The Grand Canyon Mid-air Collision of 1956: A Story of Two Planes Colliding in Uncontrolled Airspace

The Grand Canyon Mid-air Collision of 1956


Welcome to this blog post where we’ll be exploring the impact of the 1956 Grand Canyon mid-air collision on air safety regulations. On June 30, 1956, two passenger planes collided over the Grand Canyon. Resulting in the death of all 128 people on board. This tragic incident served as a catalyst for significant changes in the air traffic control system and the creation of the Federal Aviation Agency (now Administration) to oversee air safety. In this post, we’ll delve deeper into the details of the collision. As well as the outcomes that followed, and the subsequent improvements made to the air traffic control system to ensure that such a tragedy never happens again.

The Lockheed L-1049A Super Constellation involved
The Lockheed L-1049A Super Constellation involved (Wikipedia)

The Flight

On the morning of June 30th, 1956, two aircraft were scheduled to depart from Los Angeles international airport. A United Airlines DC-7 to Chicago and a TWA Lockheed Super Constellation to Kansas City.

Flight 718, the United Airlines DC-7 was a 4-engine, piston-powered airliner capable of carrying 105 passengers. It was piloted by Captain Robert Shirley. He was 48 years old and had over 17,000 flying hours logged. The first officer on this flight was WW2 veteran Robert Harms. The flight was carrying 58 passengers and crew.

The second aircraft was TWA Flight 2. A Lockheed Super Constellation operated by TWA. This aircraft was also a 4-piston engine aircraft, and capable of carrying 99 passengers. Piloted by Captain Jack Gandy and First Officer James Ritner. There were 70 passengers and crew on board.

[Dataset rows]:
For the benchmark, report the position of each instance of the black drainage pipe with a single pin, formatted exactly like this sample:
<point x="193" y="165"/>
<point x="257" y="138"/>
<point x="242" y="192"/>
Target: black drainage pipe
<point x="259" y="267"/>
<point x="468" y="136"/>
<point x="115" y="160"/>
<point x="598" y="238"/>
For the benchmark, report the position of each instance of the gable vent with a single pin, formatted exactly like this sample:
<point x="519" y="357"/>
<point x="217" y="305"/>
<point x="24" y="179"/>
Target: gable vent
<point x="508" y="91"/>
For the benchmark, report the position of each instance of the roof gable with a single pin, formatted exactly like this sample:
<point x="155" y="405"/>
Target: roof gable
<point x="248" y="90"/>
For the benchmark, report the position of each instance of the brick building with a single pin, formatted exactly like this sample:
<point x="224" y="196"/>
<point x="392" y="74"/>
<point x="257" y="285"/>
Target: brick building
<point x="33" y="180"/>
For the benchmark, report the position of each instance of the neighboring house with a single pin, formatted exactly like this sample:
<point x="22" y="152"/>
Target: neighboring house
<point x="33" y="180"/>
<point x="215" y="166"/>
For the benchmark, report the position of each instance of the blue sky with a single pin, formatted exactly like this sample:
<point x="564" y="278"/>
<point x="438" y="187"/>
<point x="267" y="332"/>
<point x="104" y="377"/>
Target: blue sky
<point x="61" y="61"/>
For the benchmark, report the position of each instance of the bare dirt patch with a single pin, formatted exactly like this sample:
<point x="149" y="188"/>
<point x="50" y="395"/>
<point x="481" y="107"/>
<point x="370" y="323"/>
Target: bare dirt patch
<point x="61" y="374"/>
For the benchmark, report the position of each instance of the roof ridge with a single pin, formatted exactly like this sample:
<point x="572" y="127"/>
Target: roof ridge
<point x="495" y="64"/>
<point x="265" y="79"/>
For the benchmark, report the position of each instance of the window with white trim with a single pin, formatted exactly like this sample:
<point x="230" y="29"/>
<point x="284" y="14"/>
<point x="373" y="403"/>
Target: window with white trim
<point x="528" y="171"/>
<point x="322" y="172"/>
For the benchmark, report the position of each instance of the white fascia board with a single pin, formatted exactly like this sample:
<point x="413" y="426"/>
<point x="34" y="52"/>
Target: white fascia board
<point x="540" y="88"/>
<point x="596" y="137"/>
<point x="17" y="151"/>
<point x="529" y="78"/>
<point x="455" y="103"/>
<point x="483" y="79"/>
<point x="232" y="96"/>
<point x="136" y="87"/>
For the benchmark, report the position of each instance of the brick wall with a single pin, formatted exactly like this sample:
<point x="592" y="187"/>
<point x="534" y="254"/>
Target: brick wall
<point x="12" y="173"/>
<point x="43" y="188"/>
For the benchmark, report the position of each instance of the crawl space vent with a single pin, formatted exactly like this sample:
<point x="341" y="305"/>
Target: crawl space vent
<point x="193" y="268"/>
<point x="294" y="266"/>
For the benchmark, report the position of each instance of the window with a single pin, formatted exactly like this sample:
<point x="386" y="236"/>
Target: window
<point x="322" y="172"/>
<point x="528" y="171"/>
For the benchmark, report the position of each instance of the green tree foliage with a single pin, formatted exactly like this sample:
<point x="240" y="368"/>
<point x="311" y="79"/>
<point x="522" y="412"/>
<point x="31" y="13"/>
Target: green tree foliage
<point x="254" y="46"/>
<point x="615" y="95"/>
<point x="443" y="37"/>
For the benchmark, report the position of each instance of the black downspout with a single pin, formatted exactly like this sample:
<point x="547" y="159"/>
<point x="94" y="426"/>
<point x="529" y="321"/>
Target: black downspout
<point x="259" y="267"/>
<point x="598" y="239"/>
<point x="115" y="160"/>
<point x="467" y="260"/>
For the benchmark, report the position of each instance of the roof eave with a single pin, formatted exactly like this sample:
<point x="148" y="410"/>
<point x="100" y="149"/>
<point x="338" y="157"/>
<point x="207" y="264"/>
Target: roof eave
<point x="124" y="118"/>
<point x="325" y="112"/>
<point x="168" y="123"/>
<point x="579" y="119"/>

[Required tasks]:
- 1) According to the text on the 1956 Grand Canyon collision, how many passengers was the United Airlines DC-7 capable of carrying?
- 2) Transcribe the part of the Grand Canyon collision text that opens with the words containing "Welcome to this" and closes with "never happens again.".

[Answers for the tasks]:
- 1) It could carry 105 passengers.

- 2)
Welcome to this blog post where we’ll be exploring the impact of the 1956 Grand Canyon mid-air collision on air safety regulations. On June 30, 1956, two passenger planes collided over the Grand Canyon. Resulting in the death of all 128 people on board. This tragic incident served as a catalyst for significant changes in the air traffic control system and the creation of the Federal Aviation Agency (now Administration) to oversee air safety. In this post, we’ll delve deeper into the details of the collision. As well as the outcomes that followed, and the subsequent improvements made to the air traffic control system to ensure that such a tragedy never happens again.